(Dataset excerpt)

====================

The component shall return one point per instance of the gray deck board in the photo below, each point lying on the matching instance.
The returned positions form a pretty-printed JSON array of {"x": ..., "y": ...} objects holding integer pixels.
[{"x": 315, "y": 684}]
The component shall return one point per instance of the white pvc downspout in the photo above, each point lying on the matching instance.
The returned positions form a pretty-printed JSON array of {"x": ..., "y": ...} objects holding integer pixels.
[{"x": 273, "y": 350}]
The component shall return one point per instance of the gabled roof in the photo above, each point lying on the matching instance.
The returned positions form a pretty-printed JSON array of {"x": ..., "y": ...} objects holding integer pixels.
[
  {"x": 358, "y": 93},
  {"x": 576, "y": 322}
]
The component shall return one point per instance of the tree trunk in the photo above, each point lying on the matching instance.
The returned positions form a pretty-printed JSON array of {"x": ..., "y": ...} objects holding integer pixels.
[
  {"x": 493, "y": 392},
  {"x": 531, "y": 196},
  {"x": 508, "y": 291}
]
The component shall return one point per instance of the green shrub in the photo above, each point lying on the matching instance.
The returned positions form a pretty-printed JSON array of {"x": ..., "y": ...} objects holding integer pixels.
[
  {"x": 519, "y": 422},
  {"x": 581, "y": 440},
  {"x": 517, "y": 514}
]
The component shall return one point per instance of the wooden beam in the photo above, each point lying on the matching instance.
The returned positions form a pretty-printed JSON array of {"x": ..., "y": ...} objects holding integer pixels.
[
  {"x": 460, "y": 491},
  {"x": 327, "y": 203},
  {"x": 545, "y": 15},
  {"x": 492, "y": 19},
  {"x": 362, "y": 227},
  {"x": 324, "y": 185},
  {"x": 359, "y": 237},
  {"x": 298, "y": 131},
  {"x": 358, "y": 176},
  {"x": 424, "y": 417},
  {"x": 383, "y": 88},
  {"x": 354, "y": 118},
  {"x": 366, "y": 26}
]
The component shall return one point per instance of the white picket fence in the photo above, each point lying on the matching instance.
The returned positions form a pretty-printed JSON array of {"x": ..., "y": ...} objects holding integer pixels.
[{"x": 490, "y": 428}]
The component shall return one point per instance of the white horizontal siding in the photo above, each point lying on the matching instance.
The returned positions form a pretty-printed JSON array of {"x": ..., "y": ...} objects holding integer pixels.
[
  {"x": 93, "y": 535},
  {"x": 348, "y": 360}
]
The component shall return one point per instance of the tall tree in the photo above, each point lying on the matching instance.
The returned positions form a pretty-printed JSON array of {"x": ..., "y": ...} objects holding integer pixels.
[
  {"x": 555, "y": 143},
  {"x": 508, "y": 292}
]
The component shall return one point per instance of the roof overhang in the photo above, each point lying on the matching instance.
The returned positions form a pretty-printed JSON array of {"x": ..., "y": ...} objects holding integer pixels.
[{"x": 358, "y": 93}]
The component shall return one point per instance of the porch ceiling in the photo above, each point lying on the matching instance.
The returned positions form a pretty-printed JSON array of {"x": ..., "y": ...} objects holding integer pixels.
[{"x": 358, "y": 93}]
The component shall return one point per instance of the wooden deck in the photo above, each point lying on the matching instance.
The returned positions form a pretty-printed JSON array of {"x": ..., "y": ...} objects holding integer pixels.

====================

* WRITTEN EXERCISE *
Write out all of the lines above again, replacing every "component" with "module" and leaving everything else unchanged.

* EXERCISE RESULT *
The module shall return one point per instance of the gray deck board in the photo below, each point lying on the matching instance.
The returned positions form a pretty-printed JSON array of {"x": ..., "y": ...} objects holding integer pixels.
[{"x": 315, "y": 684}]
The module shall return one point per instance of the white pvc downspout in the photo above, each point lying on the matching instance.
The returned positions form a pretty-printed JSON array of {"x": ..., "y": ...} objects holding integer pixels.
[{"x": 273, "y": 350}]
The module shall return one point per instance of the gabled roof in the photo above, each point lying on the matching instance.
The returned positions form a pretty-printed JSON array of {"x": ..., "y": ...} objects holding integer pixels.
[
  {"x": 358, "y": 93},
  {"x": 576, "y": 322}
]
The module shall return one point per instance of the tree trunk in the photo above, each point lying on the matching instance.
The returned positions form a pretty-printed JSON array of {"x": ..., "y": ...} objects holding integer pixels.
[
  {"x": 493, "y": 392},
  {"x": 531, "y": 196},
  {"x": 508, "y": 291}
]
The module shall return one point per instance of the green shrub in the photo above, each point lying on the matching instance.
The returned positions form a pretty-printed JSON array of {"x": ..., "y": ...} objects holding integer pixels.
[
  {"x": 519, "y": 422},
  {"x": 581, "y": 440},
  {"x": 517, "y": 514}
]
The module shall return one point per instance of the wooden beam in the photo above, each point lying on the matching instance.
The returned positions form a pretty-printed JSON array of {"x": ..., "y": ...} objects holding integer pixels.
[
  {"x": 460, "y": 491},
  {"x": 327, "y": 203},
  {"x": 545, "y": 15},
  {"x": 492, "y": 19},
  {"x": 362, "y": 227},
  {"x": 324, "y": 185},
  {"x": 359, "y": 237},
  {"x": 298, "y": 131},
  {"x": 358, "y": 176},
  {"x": 424, "y": 417},
  {"x": 383, "y": 88},
  {"x": 354, "y": 118},
  {"x": 366, "y": 26}
]
The module shall return one point per instance of the white picket fence in the photo above, each point lying on the matching instance.
The returned positions form a pretty-printed JSON array of {"x": ..., "y": ...} objects holding integer pixels.
[{"x": 490, "y": 428}]
The module shall return one point per instance of the white horizontal siding in the photo above, each point lying on the matching instance.
The returned positions form a pretty-printed JSON array of {"x": ..., "y": ...} objects holding integer pixels.
[
  {"x": 93, "y": 535},
  {"x": 348, "y": 360}
]
The module shall return one point per instance of the tall tree in the photo above, each point lying on the matching instance.
The returned positions form a pretty-printed JSON array of {"x": ..., "y": ...} objects holding integer pixels.
[
  {"x": 555, "y": 143},
  {"x": 508, "y": 292}
]
The module shall return one point per instance of the roof overhang in the photo above, each point lying on the matching instance.
The returned positions form a pretty-printed JSON array of {"x": ..., "y": ...} objects holding integer pixels.
[{"x": 358, "y": 93}]
The module shall return one point per instance of the porch ceiling in the photo above, each point lying on the matching instance.
The returned positions form a pretty-printed JSON array of {"x": ..., "y": ...} objects holding integer pixels.
[{"x": 358, "y": 93}]
The module shall return one point per instance of the wooden deck in the photo above, each point lying on the matching instance.
The returned positions form a pretty-printed JSON array of {"x": ..., "y": ...} objects holding integer pixels.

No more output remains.